» **Instructions to follow**
Beneath this instruction is a listing. Transcribe from it only the stretch from the line with "# set a point on every instance of the decorative" through the line with "# set a point on every instance of the shadow", both end lines included, exactly as written.
________________________________________
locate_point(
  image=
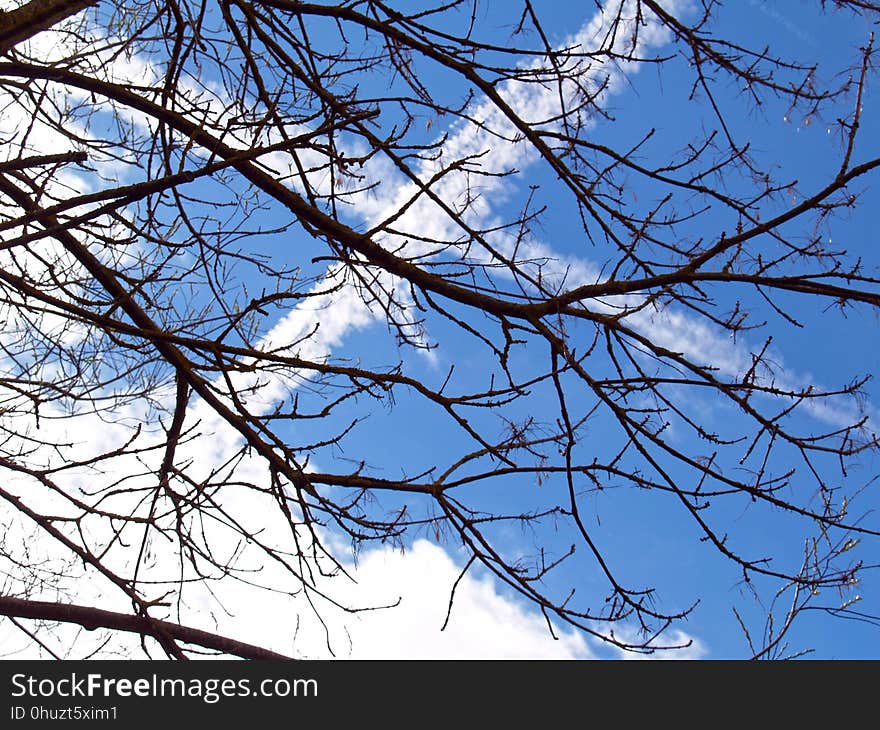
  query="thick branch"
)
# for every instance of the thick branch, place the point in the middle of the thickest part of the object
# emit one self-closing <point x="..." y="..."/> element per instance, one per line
<point x="38" y="15"/>
<point x="96" y="618"/>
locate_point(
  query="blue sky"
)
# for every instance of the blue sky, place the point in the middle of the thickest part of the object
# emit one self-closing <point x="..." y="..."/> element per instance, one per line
<point x="644" y="534"/>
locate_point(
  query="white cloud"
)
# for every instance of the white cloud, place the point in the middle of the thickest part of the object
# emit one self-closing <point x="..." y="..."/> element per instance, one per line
<point x="484" y="623"/>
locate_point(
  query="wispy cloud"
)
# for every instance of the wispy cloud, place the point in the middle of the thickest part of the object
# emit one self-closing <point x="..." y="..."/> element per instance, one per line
<point x="423" y="575"/>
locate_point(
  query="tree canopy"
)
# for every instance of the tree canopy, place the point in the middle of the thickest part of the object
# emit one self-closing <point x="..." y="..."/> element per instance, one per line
<point x="563" y="292"/>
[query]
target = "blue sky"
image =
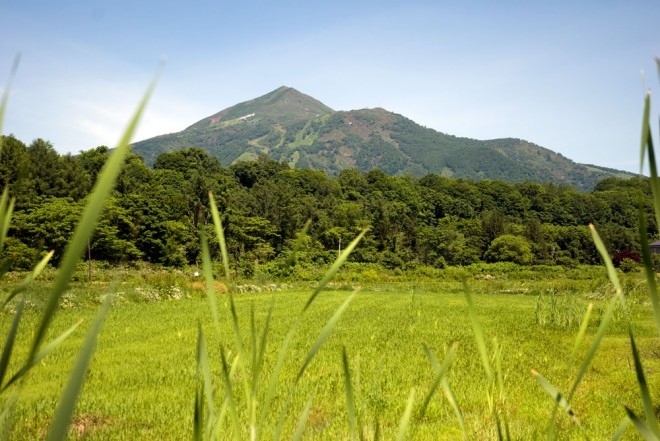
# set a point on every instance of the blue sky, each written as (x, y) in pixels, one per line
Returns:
(565, 75)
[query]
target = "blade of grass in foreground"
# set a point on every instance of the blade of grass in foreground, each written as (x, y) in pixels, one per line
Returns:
(104, 185)
(6, 209)
(325, 333)
(439, 374)
(220, 233)
(580, 335)
(350, 399)
(649, 409)
(66, 406)
(478, 334)
(302, 421)
(405, 418)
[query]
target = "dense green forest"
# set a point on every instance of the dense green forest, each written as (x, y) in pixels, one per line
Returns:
(154, 214)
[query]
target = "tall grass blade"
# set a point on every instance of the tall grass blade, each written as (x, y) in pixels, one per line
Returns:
(7, 414)
(11, 338)
(274, 376)
(6, 209)
(405, 418)
(198, 418)
(208, 277)
(451, 397)
(557, 397)
(621, 429)
(231, 403)
(78, 243)
(439, 374)
(335, 267)
(581, 332)
(350, 398)
(302, 421)
(219, 231)
(66, 406)
(258, 367)
(478, 334)
(204, 370)
(649, 410)
(325, 333)
(641, 427)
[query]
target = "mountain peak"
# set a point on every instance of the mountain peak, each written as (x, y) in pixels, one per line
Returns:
(282, 104)
(295, 128)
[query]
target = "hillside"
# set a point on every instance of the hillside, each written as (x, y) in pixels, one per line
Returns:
(293, 127)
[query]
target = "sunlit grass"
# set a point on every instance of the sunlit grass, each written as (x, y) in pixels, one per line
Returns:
(143, 376)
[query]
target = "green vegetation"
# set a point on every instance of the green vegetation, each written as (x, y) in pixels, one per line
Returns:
(280, 373)
(138, 390)
(286, 120)
(154, 214)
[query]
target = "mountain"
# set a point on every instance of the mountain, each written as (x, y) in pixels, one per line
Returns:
(290, 126)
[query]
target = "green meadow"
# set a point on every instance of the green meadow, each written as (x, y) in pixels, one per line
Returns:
(142, 380)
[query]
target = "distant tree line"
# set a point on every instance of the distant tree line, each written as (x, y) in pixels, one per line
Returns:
(155, 214)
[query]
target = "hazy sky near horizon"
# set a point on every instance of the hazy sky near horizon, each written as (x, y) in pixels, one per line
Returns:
(565, 75)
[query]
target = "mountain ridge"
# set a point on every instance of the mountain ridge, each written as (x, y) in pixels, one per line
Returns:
(295, 128)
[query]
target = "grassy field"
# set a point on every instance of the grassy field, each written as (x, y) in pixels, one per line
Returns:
(142, 381)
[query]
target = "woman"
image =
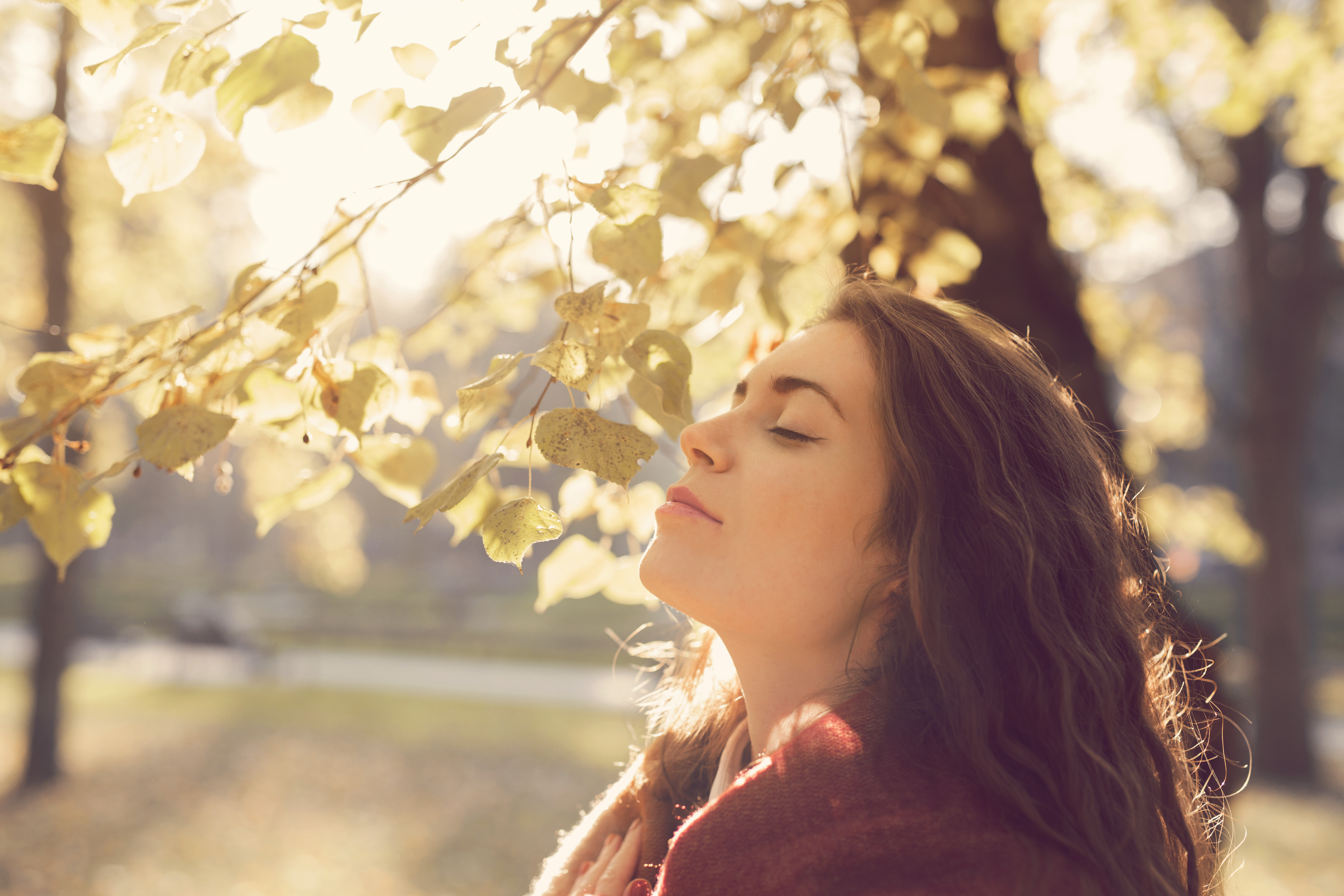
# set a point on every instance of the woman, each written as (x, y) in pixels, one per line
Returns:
(933, 655)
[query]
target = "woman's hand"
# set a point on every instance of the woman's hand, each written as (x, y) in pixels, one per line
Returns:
(613, 871)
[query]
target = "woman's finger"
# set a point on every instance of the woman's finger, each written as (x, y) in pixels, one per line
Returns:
(622, 868)
(588, 882)
(577, 890)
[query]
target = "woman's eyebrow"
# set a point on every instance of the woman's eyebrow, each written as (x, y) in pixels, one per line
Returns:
(783, 385)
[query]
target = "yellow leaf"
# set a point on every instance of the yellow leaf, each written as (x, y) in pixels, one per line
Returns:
(181, 434)
(923, 101)
(627, 205)
(452, 492)
(315, 492)
(650, 398)
(280, 65)
(269, 398)
(427, 130)
(576, 569)
(472, 511)
(576, 93)
(471, 397)
(681, 186)
(511, 444)
(515, 527)
(99, 342)
(619, 324)
(397, 465)
(417, 399)
(65, 519)
(416, 60)
(30, 152)
(951, 257)
(54, 379)
(147, 38)
(299, 107)
(581, 438)
(13, 507)
(109, 21)
(246, 288)
(634, 252)
(303, 315)
(364, 25)
(377, 107)
(665, 360)
(362, 401)
(570, 362)
(626, 586)
(154, 150)
(582, 308)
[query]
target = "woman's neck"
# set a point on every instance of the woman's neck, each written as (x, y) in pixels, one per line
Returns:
(785, 691)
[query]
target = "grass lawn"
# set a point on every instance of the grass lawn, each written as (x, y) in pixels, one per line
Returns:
(264, 792)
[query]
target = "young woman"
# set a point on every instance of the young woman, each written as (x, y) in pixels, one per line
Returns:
(931, 653)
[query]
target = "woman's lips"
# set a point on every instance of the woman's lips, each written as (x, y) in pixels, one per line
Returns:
(677, 508)
(682, 502)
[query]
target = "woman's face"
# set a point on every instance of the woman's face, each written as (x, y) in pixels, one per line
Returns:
(790, 484)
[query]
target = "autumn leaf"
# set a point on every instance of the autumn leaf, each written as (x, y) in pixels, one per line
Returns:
(452, 492)
(417, 399)
(427, 130)
(574, 93)
(472, 396)
(154, 150)
(472, 511)
(570, 362)
(303, 315)
(299, 107)
(181, 434)
(581, 438)
(517, 526)
(665, 360)
(359, 402)
(627, 205)
(315, 492)
(30, 152)
(54, 379)
(681, 186)
(64, 519)
(13, 507)
(280, 65)
(576, 569)
(634, 252)
(246, 288)
(416, 60)
(619, 324)
(582, 308)
(147, 38)
(377, 107)
(397, 465)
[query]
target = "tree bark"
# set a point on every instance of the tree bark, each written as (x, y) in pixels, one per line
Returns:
(1288, 289)
(1023, 281)
(53, 608)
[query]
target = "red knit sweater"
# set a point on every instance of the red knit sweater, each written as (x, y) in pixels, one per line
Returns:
(840, 811)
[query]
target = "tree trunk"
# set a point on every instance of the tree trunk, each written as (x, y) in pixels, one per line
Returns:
(53, 612)
(1022, 281)
(1288, 287)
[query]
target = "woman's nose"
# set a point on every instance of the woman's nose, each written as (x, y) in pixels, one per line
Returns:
(704, 444)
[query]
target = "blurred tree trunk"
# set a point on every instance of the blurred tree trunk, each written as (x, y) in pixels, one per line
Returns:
(53, 612)
(1288, 288)
(1022, 281)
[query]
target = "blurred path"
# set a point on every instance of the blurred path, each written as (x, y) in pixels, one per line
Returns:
(488, 680)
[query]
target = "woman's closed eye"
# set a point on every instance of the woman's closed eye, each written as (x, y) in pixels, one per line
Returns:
(792, 436)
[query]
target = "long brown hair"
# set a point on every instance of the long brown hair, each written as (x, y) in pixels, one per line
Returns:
(1026, 629)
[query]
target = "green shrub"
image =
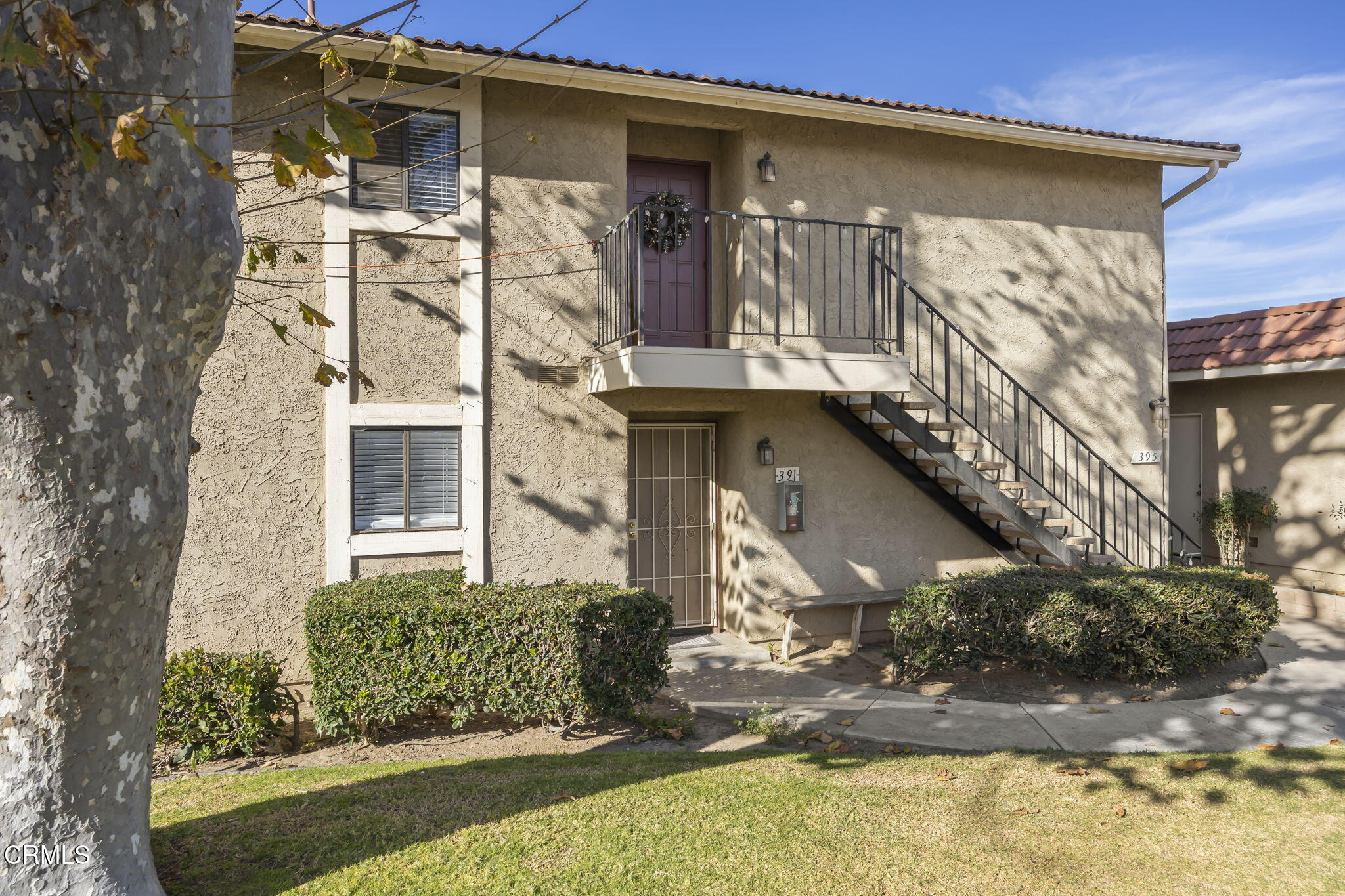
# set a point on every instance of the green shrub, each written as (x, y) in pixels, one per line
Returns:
(387, 647)
(219, 704)
(1090, 622)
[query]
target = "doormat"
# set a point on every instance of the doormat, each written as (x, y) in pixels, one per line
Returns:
(689, 641)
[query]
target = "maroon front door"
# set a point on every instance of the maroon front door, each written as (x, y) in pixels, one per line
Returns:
(677, 301)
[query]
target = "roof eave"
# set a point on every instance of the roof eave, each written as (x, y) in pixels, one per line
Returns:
(834, 109)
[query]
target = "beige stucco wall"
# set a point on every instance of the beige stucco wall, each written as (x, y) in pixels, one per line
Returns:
(1049, 259)
(1283, 433)
(254, 548)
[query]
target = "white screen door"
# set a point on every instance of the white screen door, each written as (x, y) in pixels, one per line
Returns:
(1185, 475)
(671, 516)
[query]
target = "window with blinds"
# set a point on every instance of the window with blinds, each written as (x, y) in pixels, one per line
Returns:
(405, 479)
(414, 165)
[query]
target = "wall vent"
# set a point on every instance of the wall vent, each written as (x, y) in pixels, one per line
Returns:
(560, 373)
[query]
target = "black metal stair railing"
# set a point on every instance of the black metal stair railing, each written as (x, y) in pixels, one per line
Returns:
(745, 281)
(1036, 445)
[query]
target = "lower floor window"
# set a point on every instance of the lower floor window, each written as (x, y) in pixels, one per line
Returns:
(405, 479)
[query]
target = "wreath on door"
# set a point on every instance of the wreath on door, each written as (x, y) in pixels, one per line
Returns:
(666, 228)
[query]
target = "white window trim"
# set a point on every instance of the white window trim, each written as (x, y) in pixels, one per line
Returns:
(340, 222)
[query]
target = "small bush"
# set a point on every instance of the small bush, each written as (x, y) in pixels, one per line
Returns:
(387, 647)
(1088, 622)
(219, 704)
(770, 723)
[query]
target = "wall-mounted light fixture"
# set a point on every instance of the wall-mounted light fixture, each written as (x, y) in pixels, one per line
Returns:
(766, 454)
(767, 168)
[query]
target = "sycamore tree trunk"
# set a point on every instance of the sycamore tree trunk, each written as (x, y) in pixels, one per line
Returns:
(114, 288)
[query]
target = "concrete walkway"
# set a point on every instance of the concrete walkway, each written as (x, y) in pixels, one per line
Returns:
(1300, 702)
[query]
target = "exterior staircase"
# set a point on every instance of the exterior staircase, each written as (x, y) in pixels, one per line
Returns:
(994, 457)
(1024, 528)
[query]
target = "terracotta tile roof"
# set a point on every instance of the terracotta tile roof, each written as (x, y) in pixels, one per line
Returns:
(1269, 336)
(748, 85)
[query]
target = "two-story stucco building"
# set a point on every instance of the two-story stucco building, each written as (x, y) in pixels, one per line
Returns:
(942, 331)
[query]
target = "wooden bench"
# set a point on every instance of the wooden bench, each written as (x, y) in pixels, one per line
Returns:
(789, 606)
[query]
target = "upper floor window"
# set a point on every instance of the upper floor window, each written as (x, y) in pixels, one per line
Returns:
(405, 479)
(416, 161)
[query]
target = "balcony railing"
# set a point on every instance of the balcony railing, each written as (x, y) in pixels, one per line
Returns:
(732, 280)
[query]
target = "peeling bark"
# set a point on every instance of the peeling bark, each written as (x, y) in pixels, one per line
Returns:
(114, 285)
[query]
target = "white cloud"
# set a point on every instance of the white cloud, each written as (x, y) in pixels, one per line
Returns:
(1268, 232)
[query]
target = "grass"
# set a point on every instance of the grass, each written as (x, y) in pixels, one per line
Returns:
(764, 822)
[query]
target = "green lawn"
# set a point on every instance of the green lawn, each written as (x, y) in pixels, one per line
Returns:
(764, 822)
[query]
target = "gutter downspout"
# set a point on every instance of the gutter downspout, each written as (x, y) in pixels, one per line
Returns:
(1192, 187)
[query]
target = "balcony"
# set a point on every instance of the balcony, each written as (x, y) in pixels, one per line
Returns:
(694, 299)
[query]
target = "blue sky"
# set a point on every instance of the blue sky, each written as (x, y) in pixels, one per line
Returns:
(1270, 230)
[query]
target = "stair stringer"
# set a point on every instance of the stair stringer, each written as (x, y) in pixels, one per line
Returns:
(974, 481)
(927, 485)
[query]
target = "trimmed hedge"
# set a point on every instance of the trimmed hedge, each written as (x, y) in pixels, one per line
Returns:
(1090, 622)
(387, 647)
(219, 704)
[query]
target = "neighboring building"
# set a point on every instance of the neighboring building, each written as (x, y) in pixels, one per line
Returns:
(1258, 402)
(598, 412)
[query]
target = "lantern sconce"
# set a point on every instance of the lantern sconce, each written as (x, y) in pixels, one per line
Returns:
(766, 454)
(767, 167)
(1158, 408)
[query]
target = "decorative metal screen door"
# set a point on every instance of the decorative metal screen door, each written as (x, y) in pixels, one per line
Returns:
(671, 516)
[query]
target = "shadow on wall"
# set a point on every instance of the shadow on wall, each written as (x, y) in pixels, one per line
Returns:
(1296, 452)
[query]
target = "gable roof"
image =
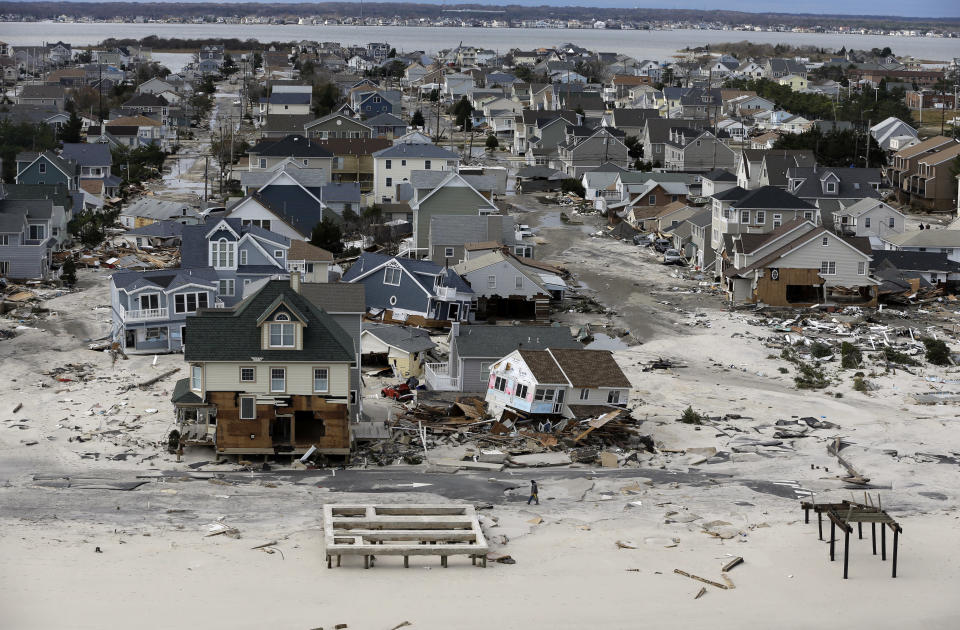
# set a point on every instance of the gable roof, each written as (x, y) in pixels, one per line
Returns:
(233, 334)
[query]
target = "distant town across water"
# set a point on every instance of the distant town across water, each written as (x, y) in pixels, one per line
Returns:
(659, 44)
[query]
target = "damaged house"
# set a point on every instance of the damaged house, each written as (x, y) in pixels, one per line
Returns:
(269, 376)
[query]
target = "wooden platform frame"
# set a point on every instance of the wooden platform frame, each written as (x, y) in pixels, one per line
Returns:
(846, 512)
(402, 530)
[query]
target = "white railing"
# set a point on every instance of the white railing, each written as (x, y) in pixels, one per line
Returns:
(439, 379)
(143, 314)
(446, 293)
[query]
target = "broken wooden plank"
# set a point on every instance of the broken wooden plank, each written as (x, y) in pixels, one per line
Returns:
(704, 580)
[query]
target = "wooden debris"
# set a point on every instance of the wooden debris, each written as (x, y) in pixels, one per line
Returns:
(704, 580)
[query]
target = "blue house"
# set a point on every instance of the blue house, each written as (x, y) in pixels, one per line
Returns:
(47, 168)
(408, 287)
(150, 308)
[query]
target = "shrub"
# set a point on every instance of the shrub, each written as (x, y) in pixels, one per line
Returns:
(810, 377)
(850, 356)
(689, 416)
(937, 351)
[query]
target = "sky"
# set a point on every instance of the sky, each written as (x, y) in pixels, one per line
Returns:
(913, 8)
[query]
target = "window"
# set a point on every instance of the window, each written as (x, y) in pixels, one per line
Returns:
(189, 302)
(222, 253)
(321, 379)
(248, 408)
(281, 335)
(391, 275)
(278, 379)
(546, 395)
(226, 287)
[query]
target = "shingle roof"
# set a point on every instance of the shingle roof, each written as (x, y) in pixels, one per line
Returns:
(336, 297)
(401, 337)
(233, 334)
(493, 342)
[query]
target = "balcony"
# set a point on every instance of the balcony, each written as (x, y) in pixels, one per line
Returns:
(446, 293)
(439, 379)
(143, 315)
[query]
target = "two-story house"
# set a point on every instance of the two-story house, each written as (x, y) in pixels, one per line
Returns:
(405, 288)
(394, 165)
(271, 376)
(554, 382)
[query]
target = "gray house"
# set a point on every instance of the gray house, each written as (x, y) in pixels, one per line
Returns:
(408, 287)
(346, 304)
(26, 239)
(473, 349)
(150, 308)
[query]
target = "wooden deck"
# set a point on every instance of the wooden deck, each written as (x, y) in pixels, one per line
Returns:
________________________________________
» **Response to this task**
# set a point on every instance of the decorative metal screen door, each written as (x, y) in pixels, one per line
Returns:
(671, 516)
[query]
target = "shadow on wall"
# set a point on every instance of the shadow on wall, each written as (x, y) in pixels, one per line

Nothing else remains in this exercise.